▸ **Exercise prompt**
Exact copy, no pictures: repeat the data that follows.

▸ **Supplied information**
--*--

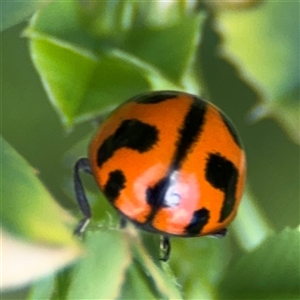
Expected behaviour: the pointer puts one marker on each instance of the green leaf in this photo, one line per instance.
(28, 210)
(14, 12)
(89, 67)
(160, 46)
(161, 282)
(23, 262)
(100, 274)
(271, 271)
(138, 285)
(198, 264)
(264, 42)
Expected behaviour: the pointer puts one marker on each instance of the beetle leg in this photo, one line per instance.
(165, 246)
(82, 164)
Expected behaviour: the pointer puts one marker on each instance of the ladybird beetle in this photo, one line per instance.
(169, 162)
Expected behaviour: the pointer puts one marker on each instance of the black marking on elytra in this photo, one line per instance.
(156, 97)
(190, 131)
(132, 134)
(199, 220)
(231, 130)
(114, 185)
(222, 174)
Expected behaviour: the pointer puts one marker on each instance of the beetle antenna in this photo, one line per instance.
(83, 164)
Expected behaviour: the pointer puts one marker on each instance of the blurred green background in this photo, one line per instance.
(31, 125)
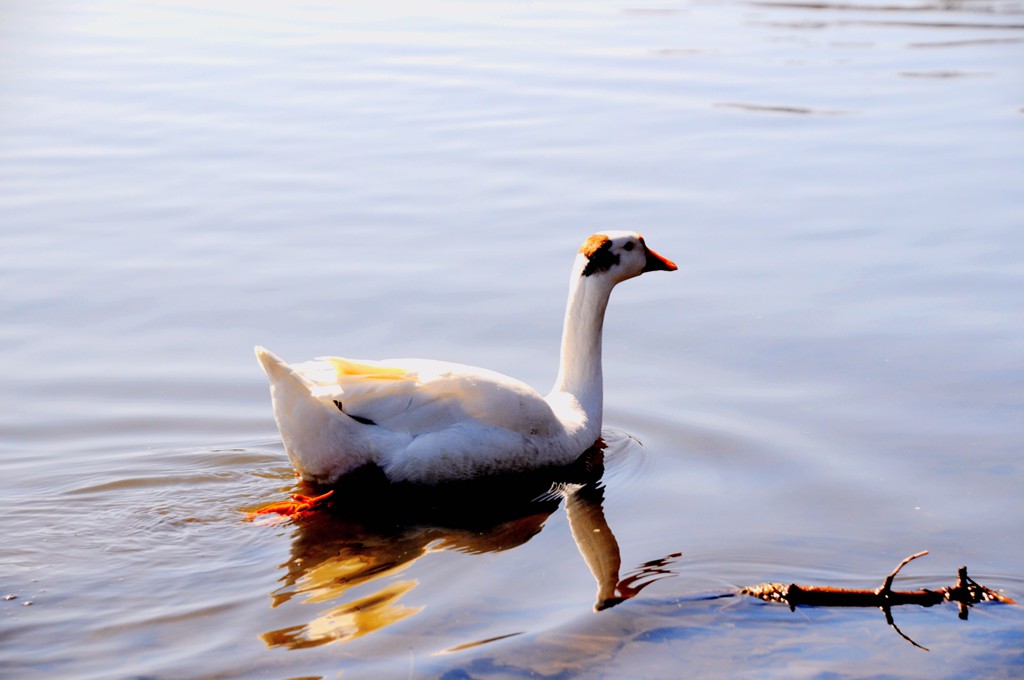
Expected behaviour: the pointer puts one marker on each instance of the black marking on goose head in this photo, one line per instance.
(599, 255)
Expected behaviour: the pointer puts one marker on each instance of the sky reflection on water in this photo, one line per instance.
(832, 381)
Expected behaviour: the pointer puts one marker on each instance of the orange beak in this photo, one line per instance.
(657, 263)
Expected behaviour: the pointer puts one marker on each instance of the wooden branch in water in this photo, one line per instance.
(965, 592)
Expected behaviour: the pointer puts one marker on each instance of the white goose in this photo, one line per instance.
(428, 421)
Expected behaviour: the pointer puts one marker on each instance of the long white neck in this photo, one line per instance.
(580, 370)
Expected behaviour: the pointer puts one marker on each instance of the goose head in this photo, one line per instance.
(615, 256)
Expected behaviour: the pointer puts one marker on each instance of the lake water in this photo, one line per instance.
(833, 380)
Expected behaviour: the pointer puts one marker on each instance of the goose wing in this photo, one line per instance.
(418, 396)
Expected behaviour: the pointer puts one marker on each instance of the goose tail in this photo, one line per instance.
(278, 371)
(317, 441)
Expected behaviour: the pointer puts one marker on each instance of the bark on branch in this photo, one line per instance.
(965, 592)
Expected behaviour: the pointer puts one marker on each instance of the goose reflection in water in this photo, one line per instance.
(379, 529)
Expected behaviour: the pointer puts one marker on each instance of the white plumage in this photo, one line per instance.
(428, 421)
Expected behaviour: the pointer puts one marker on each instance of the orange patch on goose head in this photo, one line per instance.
(593, 244)
(597, 250)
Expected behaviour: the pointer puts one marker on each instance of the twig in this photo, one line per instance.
(966, 592)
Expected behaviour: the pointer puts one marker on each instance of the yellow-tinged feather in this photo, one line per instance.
(345, 368)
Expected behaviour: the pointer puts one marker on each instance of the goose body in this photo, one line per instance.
(428, 421)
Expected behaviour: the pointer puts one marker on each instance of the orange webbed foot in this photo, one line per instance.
(297, 507)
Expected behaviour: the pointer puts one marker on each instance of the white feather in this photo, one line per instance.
(429, 421)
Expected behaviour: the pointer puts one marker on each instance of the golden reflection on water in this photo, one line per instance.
(332, 554)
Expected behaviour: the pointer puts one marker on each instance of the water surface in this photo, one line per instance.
(832, 381)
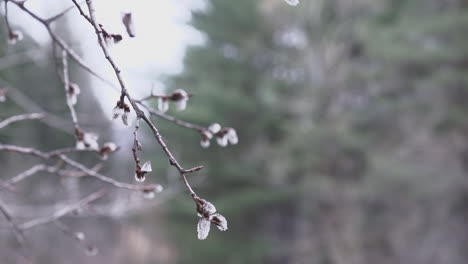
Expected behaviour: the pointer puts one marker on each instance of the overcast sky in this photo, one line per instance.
(162, 36)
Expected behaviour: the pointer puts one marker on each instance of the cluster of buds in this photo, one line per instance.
(85, 140)
(110, 38)
(121, 110)
(107, 148)
(179, 97)
(208, 215)
(72, 93)
(3, 95)
(127, 20)
(141, 171)
(224, 135)
(14, 36)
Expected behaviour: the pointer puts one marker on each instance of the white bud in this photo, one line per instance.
(292, 2)
(127, 20)
(125, 118)
(163, 104)
(232, 136)
(205, 143)
(80, 235)
(15, 36)
(203, 228)
(214, 128)
(111, 146)
(140, 179)
(80, 145)
(91, 251)
(117, 111)
(146, 167)
(182, 93)
(219, 221)
(208, 208)
(90, 141)
(222, 141)
(181, 104)
(149, 195)
(158, 188)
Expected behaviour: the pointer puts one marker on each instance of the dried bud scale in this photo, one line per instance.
(72, 93)
(14, 36)
(2, 95)
(91, 251)
(292, 2)
(127, 20)
(208, 215)
(163, 104)
(107, 148)
(214, 128)
(146, 167)
(121, 110)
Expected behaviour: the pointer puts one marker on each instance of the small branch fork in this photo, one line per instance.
(59, 155)
(125, 94)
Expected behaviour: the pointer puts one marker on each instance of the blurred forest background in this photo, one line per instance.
(353, 124)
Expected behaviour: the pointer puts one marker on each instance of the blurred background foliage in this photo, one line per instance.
(352, 119)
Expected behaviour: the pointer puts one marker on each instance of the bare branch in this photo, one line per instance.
(16, 229)
(172, 119)
(68, 90)
(25, 174)
(62, 212)
(22, 117)
(59, 15)
(138, 111)
(63, 44)
(106, 179)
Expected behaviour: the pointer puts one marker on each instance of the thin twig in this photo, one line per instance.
(22, 117)
(16, 229)
(59, 154)
(138, 111)
(63, 211)
(63, 44)
(66, 84)
(79, 166)
(59, 15)
(173, 119)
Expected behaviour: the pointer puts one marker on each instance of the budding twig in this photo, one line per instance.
(124, 93)
(59, 41)
(22, 117)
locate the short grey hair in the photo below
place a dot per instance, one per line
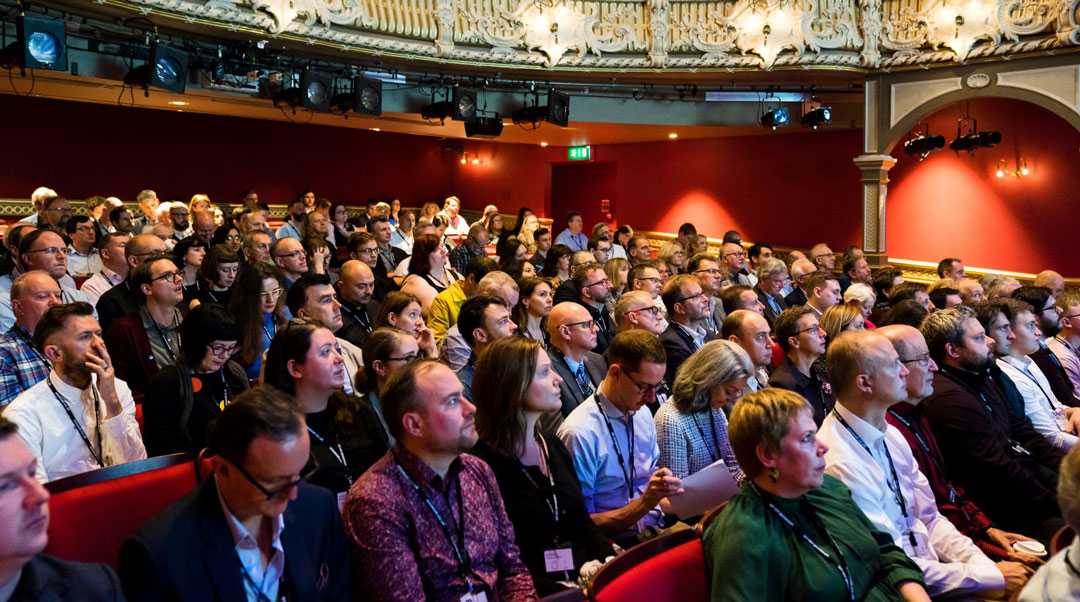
(770, 267)
(945, 326)
(860, 293)
(716, 362)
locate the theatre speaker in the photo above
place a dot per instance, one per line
(488, 126)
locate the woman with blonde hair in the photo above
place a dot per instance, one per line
(691, 425)
(673, 254)
(793, 532)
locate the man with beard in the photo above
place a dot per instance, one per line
(1044, 307)
(403, 513)
(994, 454)
(81, 417)
(148, 339)
(874, 460)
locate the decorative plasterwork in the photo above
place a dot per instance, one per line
(613, 35)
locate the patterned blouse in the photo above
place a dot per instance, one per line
(403, 553)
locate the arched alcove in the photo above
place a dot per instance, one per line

--*--

▸ **Written response**
Expected behaviour: the pointer puts one marker on each instance of the green leaf in this photo, one line per instance.
(28, 210)
(14, 12)
(89, 67)
(160, 46)
(161, 282)
(23, 262)
(100, 274)
(271, 271)
(138, 285)
(198, 264)
(264, 42)
Expected behaviour: the pointer puts one marker on each instance of the beetle leg in this photo, one line per instance.
(165, 246)
(82, 164)
Expected behaviour: the pointer puts one marker on each instance of the ladybird beetle in this photo, one line per instance.
(169, 162)
Expected behaviour: the pointer puts one marker on each instance of the black marking on elytra in this photo, one line per instance.
(156, 97)
(190, 131)
(132, 134)
(199, 220)
(231, 130)
(114, 185)
(222, 174)
Expected behaviour: the pointer puts one marker on each instance of the beetle antenna in this photo, one line per instance.
(83, 164)
Expected behaviour: the pointer puts one marker on each instance of the blurred green background in this photo, one line per instance.
(31, 125)
Expected behaviour: the pointer puts one marker on each instance of the black marking on goose head in this photo, one line per instance.
(599, 255)
Expected behaviour: the pointer puts one marker on each instance of the sky reflection on water in this photo, one line per instance.
(832, 381)
Expected behaviour: the pointer puts one marker on each instance of the orange beak in this photo, one line per instance.
(657, 263)
Expected behaviour: the pointer puts one marker on each instance of the wooden branch in water in this photo, one line per instance.
(965, 592)
Expected behaviour: the pointer puts one marker on each instance of the white goose in this photo, one line per instance.
(428, 421)
Expected behaviour: the pointer puts one marker on each instance of the long white neck in this photo, one line per instance.
(580, 370)
Expected behaviour: the pointer puts one marker on each instance of the goose head in this photo, one line per instance.
(615, 256)
Expected behaviour: the pointer puts one marker on each instance of the lake water in this photo, one line per instance.
(833, 380)
Expected behaviour: the pointer puts one marker on each instance of the goose wing in this photo, one line per instance.
(418, 396)
Expected behaviour: the pointer puts one marker on each instance of the goose tail in this photo, one line per instance.
(278, 371)
(317, 441)
Expected behaviour: the pointer puts one marker on each instance of the bark on branch in this photo, one line per instance.
(965, 592)
Expected behaviour: the pointer puts one marker on each instance of the goose reflection in water in this photo, one line per instance.
(379, 529)
Expected behaviour: the pointer puts one marker on each instance of the white plumage in this photo, one line per instance.
(428, 421)
Expected behaviour: the pointer puts one marker on each instance of the orange patch on goose head in this photo, one line per instance.
(593, 244)
(597, 250)
Expected behaviour: the pointer puts one marker on each instance of the twig in this photo, one line per instance.
(966, 592)
Expected behaviour: the pointer puts one marker on each instance of the yellow-tinged feather in this photo, one line per instance.
(345, 368)
Expected behaviour: the pointer puts one marker on each instance of the goose body in this photo, one line per instance.
(428, 421)
Expected behaviour: the pointer puts one marker on each instance of the orange webbed foot in this photo, one line per instance.
(297, 507)
Expected behaviour: the pointer puts one marker on each instance of the white feather in this photo, one line per instance.
(429, 421)
Expected behaviour: the pointer puts one marker on each instance of the golden reflection on water in this photo, one line per instance.
(332, 554)
Expected behaviour: the pointer puts one marker on each instance of the water surface in this photo, one line per instance.
(832, 381)
Expected behaviour: the pointer puts one marker on each instance of the overcast sky in this photo, one line per instance.
(162, 36)
Expected behaviour: the pointer puts one marker on each instance of the cluster of buds in this photo, one line per instance.
(85, 140)
(110, 38)
(121, 110)
(107, 148)
(179, 97)
(208, 215)
(72, 93)
(3, 95)
(127, 20)
(141, 171)
(224, 135)
(14, 36)
Expected behaviour: the pointer puts one marker on each instance of the white bud in this photo, one line per instance.
(292, 2)
(127, 20)
(125, 118)
(163, 104)
(232, 136)
(205, 143)
(80, 235)
(15, 36)
(203, 228)
(214, 128)
(111, 146)
(140, 179)
(80, 145)
(91, 251)
(117, 111)
(146, 167)
(182, 93)
(219, 221)
(208, 208)
(90, 141)
(222, 141)
(181, 104)
(149, 195)
(158, 188)
Expected behaviour: the pointer puts one marker on each instance of the dried bud scale in this photo, one line per instance.
(72, 93)
(14, 36)
(2, 95)
(91, 251)
(292, 2)
(127, 20)
(208, 215)
(163, 104)
(107, 148)
(214, 128)
(146, 167)
(121, 110)
Expected behaviour: the pointer puts one marker on each instance of the small branch fork in this photo, one line per instance.
(59, 155)
(125, 94)
Expected behaviour: the pointer puts one marker on each instance of the blurred forest background in this photo, one line per instance.
(353, 124)
Expected behaviour: the pointer puts one marker on each instance of the blurred background foliage in this photo, one line per instance.
(352, 119)
Expected behaviour: the pointer puts one marker on each instance of the bare branch in this photo, one line per instance.
(16, 229)
(172, 119)
(68, 90)
(25, 174)
(62, 212)
(22, 117)
(59, 15)
(138, 111)
(63, 44)
(106, 179)
Expected behaviour: the pointer puts one marker on each instance of the thin twig in this photo, one line per instance.
(22, 117)
(16, 229)
(59, 154)
(138, 111)
(63, 211)
(63, 44)
(66, 84)
(79, 166)
(59, 15)
(173, 119)
Expected behaviour: the pointer puts one marker on each instance of the budding twig in this photo, one line per instance.
(124, 93)
(59, 41)
(22, 117)
locate the short grey hair in the photo below
place a dot per instance, one per line
(770, 267)
(945, 326)
(860, 293)
(716, 362)
locate the theatre speaker in the photo above
place a dot per instance, one per line
(488, 126)
locate the woman with blonde hair in the photo above
place a dot per instance, one per line
(691, 425)
(673, 254)
(793, 532)
locate the man with beard in the photo above
place a dot per instance, one per line
(1044, 307)
(403, 513)
(994, 454)
(81, 417)
(148, 339)
(874, 460)
locate the decorative plasterwork in the photo above
place a dot per instance, one per line
(613, 35)
locate the patterned blouse in the photo above
place a dot per instance, one per line
(403, 553)
locate the arched alcove in the photo above
place a dot per instance, one per line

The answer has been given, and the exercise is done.